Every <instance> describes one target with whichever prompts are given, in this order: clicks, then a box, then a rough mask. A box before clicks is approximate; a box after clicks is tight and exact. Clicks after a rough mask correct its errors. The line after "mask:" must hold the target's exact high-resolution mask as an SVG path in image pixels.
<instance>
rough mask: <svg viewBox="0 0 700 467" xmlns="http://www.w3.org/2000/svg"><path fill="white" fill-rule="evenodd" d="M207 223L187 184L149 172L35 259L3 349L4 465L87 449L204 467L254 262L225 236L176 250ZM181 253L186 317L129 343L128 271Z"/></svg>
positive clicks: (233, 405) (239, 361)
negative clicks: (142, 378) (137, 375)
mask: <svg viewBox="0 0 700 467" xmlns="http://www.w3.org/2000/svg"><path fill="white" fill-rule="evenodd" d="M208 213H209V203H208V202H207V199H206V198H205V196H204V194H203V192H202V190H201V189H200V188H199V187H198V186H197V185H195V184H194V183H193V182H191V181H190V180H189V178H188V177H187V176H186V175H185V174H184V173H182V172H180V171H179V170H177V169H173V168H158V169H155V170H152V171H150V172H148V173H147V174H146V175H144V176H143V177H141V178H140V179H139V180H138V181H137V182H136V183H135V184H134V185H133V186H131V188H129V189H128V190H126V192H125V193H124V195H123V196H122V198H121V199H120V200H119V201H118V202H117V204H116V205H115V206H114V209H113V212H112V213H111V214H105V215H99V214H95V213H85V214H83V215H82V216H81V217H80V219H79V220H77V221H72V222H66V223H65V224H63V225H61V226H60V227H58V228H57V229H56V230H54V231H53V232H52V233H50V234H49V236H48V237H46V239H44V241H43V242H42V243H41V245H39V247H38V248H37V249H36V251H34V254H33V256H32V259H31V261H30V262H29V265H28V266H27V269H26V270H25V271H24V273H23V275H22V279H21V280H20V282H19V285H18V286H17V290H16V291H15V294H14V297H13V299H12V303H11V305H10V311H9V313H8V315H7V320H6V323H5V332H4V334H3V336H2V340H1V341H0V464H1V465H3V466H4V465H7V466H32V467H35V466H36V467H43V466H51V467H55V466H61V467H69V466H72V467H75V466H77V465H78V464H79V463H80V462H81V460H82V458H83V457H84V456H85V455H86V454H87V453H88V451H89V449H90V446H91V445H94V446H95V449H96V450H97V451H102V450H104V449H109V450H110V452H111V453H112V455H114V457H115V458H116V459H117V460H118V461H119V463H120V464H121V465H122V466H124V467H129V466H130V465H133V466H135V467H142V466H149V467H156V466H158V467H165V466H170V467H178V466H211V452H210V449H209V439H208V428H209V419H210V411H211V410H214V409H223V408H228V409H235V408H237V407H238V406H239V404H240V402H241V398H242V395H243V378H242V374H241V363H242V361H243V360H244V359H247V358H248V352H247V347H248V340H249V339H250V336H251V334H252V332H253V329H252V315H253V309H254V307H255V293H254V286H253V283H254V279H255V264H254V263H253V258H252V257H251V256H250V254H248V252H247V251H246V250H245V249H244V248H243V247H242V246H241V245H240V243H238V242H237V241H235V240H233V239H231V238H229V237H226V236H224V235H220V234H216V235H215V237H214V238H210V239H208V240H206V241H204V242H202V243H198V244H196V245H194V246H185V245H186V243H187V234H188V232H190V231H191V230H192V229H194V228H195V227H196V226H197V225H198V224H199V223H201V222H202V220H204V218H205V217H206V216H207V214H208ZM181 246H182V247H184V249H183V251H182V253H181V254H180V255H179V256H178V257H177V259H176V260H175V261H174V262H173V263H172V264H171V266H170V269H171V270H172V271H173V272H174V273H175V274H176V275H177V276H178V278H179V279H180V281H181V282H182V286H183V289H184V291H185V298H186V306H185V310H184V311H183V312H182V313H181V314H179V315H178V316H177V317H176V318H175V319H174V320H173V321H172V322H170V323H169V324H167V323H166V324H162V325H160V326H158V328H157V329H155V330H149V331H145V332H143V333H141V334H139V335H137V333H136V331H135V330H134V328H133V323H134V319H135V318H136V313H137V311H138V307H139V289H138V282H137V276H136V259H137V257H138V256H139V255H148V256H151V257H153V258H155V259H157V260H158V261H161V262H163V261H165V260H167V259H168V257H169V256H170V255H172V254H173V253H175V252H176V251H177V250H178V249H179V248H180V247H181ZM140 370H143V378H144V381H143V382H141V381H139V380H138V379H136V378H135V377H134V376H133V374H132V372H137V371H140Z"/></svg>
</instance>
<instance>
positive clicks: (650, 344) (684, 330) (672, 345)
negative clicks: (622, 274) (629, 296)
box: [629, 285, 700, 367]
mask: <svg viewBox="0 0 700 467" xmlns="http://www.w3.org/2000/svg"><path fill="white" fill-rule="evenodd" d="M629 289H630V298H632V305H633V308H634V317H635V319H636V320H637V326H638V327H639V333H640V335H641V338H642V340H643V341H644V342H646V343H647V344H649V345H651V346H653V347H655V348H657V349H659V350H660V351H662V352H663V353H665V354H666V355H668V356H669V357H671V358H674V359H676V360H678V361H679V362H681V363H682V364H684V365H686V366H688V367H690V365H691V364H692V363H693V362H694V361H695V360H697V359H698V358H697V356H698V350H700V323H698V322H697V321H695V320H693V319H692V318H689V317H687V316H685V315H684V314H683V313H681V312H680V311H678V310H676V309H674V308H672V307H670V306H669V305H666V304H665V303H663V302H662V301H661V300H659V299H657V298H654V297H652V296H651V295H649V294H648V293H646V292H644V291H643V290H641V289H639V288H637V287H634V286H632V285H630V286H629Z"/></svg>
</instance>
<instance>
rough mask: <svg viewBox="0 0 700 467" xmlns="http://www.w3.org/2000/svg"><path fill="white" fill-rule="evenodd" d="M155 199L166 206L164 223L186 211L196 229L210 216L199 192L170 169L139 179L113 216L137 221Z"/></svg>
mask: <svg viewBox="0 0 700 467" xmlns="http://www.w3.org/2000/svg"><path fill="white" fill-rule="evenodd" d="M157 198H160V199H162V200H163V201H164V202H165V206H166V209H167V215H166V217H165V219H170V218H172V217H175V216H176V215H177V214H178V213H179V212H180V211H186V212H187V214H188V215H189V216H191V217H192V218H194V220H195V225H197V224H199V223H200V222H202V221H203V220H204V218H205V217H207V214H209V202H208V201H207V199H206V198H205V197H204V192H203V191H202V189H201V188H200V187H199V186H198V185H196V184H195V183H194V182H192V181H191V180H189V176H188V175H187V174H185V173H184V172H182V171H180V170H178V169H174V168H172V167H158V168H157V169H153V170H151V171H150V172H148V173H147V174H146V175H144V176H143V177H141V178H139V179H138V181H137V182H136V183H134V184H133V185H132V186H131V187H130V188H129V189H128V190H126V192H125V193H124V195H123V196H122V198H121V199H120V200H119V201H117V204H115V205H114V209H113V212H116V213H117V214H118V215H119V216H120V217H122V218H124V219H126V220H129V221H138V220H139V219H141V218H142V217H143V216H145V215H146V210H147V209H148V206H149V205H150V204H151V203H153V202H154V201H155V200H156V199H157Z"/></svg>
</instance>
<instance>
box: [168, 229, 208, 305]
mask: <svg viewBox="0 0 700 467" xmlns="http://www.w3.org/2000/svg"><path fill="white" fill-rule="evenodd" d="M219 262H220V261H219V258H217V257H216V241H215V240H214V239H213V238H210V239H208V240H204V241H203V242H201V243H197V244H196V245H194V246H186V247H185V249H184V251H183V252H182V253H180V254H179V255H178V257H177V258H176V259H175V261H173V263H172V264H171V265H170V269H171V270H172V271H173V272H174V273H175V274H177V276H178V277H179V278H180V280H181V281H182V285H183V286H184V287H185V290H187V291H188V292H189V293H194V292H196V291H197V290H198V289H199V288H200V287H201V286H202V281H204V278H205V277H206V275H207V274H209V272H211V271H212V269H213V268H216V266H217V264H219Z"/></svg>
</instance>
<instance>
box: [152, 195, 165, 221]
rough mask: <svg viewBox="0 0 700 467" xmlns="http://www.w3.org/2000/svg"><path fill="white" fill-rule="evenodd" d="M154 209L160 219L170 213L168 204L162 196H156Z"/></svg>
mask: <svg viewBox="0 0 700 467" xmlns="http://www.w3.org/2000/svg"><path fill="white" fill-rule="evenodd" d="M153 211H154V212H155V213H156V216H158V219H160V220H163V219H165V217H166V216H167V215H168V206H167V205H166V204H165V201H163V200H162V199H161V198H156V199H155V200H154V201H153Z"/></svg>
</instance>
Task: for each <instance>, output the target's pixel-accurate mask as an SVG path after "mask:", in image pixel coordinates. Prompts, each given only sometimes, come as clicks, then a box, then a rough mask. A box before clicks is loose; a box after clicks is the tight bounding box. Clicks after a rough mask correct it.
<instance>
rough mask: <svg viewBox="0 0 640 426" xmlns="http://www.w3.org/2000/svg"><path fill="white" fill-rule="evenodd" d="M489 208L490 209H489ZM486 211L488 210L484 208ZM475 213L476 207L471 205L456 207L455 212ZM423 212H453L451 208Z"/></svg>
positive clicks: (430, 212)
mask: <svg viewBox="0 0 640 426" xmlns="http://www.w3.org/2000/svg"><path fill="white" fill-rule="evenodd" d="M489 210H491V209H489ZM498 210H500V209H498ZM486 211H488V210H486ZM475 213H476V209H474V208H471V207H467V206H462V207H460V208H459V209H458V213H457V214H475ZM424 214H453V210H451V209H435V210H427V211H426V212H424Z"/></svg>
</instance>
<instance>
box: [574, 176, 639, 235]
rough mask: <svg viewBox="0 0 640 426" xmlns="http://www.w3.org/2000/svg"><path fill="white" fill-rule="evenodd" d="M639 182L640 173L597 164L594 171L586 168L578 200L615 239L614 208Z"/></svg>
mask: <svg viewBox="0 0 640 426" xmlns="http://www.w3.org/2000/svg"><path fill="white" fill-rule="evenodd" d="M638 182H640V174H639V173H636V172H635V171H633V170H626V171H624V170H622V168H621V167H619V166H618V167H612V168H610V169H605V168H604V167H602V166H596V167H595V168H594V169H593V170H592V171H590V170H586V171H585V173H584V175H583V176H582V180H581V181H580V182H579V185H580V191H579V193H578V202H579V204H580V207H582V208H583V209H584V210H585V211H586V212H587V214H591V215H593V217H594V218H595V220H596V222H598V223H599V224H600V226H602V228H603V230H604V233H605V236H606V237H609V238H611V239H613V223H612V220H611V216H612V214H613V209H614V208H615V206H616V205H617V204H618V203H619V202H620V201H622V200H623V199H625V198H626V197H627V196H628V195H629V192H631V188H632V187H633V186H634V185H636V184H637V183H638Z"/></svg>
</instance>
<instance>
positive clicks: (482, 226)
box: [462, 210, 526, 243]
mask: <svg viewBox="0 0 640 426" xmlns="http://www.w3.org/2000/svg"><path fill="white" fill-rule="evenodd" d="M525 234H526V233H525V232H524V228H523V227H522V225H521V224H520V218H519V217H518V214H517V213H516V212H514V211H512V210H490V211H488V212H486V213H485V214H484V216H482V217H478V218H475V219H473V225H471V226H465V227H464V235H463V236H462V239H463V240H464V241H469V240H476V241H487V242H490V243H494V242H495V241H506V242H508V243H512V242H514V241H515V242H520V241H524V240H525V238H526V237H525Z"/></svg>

Exercise> Pick out, from the lines above, every one that contains the string "target".

Response to the task>
Every <instance> describes one target with whichever prompts are given, in this order: clicks, then a box, then a rough mask. A box before clicks is approximate; a box after clicks is tight and exact. Clicks after a rough mask correct its errors. The line after "mask:" must hold the target's exact high-resolution mask as an SVG path in image pixels.
Task: for each <instance>, output the target's pixel-accurate mask as an SVG path after "mask:", in image pixel coordinates. Prompts, each given only sometimes, come as clicks, then a box, then a rough mask. A box before clicks is loose; a box after clicks is the tight bounding box. Clicks after a rough mask correct it.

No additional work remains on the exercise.